- [Available data]:
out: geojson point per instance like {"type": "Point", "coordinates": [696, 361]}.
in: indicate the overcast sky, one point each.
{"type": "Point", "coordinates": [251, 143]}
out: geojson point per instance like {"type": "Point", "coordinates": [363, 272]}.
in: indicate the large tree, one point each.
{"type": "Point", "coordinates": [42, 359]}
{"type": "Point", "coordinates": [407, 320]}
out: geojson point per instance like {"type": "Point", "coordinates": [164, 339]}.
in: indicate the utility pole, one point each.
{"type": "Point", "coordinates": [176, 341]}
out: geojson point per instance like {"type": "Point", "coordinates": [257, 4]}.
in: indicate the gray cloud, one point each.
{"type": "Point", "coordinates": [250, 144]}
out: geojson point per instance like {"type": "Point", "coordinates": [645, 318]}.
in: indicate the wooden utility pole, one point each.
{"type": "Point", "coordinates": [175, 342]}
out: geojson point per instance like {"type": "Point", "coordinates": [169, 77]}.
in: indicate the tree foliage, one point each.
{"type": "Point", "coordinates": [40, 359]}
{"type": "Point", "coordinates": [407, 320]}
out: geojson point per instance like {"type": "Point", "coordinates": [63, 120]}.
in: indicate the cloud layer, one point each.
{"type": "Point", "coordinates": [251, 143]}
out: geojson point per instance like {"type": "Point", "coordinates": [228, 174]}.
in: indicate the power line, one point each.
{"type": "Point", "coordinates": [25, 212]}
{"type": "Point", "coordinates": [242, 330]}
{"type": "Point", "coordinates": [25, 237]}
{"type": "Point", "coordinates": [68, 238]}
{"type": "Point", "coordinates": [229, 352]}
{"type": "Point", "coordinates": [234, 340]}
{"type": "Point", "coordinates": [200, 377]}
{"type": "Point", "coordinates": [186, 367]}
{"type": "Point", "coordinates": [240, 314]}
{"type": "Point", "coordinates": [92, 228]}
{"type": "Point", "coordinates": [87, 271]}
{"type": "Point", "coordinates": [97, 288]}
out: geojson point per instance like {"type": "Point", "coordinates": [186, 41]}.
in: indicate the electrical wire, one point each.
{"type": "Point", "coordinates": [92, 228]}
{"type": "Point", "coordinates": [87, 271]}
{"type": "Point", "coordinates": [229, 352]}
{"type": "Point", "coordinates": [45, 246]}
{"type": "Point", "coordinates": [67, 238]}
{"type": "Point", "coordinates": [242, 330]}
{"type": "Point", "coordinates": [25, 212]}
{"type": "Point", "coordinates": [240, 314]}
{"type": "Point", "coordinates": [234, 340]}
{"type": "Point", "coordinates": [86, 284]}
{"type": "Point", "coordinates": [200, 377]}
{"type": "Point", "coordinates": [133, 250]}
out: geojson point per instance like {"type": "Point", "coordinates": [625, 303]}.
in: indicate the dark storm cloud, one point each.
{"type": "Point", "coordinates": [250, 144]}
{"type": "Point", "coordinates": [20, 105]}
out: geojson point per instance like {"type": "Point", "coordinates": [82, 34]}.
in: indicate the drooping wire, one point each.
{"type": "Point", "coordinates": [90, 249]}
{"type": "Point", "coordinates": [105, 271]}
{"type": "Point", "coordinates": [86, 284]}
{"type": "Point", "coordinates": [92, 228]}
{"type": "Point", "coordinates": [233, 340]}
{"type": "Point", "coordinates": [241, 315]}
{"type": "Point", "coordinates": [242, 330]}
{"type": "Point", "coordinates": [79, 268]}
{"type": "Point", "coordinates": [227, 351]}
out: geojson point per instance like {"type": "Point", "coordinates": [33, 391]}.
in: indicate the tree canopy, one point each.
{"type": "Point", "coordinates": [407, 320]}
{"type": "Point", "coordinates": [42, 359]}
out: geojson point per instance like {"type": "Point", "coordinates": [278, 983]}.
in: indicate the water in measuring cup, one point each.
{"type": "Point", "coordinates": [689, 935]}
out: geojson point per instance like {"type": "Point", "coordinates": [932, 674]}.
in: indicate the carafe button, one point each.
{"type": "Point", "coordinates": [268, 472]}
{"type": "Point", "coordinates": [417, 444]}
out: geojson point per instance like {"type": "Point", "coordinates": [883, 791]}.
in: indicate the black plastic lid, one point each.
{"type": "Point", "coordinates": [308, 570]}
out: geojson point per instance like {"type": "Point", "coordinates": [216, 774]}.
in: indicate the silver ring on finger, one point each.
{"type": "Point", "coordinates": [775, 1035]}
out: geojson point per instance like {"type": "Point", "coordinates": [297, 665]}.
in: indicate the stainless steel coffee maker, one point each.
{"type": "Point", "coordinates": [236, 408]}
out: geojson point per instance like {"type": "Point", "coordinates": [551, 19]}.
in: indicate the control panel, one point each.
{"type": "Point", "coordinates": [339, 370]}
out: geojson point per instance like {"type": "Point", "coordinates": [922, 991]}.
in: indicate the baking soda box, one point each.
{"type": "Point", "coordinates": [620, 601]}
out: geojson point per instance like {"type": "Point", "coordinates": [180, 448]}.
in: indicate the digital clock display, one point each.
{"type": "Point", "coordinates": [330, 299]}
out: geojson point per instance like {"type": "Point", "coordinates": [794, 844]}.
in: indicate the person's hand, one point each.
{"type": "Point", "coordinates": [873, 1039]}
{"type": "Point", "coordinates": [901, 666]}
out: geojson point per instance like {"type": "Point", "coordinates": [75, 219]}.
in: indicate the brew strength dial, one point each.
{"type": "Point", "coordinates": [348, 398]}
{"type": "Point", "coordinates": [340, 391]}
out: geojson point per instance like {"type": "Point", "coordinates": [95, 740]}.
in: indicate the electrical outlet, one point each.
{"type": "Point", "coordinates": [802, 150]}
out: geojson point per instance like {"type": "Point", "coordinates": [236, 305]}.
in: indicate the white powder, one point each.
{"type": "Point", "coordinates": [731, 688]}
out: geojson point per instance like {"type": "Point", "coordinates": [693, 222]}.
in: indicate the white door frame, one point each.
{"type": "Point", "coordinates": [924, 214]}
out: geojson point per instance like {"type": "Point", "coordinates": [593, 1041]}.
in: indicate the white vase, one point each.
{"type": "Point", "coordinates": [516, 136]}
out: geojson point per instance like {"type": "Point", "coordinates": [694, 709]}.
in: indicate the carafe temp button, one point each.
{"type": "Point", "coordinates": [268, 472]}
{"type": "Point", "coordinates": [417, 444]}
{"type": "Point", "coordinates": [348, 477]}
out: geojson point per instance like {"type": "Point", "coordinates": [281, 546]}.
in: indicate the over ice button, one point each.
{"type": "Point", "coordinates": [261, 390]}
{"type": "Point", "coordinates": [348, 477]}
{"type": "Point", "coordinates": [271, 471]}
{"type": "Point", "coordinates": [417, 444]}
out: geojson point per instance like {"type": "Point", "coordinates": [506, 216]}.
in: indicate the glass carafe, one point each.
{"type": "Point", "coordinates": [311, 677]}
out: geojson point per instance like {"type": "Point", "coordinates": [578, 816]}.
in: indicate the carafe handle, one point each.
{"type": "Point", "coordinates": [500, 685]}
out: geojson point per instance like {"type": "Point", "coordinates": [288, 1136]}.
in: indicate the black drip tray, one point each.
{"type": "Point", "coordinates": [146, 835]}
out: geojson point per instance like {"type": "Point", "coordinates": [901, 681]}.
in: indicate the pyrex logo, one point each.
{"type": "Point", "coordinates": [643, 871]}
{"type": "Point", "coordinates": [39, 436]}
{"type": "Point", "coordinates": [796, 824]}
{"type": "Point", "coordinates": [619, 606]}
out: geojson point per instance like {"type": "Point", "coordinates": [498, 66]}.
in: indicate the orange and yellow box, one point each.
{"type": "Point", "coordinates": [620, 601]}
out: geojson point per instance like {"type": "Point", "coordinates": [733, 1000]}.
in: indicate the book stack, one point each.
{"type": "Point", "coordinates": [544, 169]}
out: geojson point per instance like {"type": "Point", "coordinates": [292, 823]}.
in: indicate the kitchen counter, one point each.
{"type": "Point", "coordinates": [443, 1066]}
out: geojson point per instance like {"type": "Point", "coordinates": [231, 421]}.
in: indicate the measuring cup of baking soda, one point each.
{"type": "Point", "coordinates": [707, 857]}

- [Task statement]: Return every row above that contains the word "black".

- [Answer to the problem]:
in: indicate the black plastic lid, one point each.
in: indicate the black drip tray, one point each.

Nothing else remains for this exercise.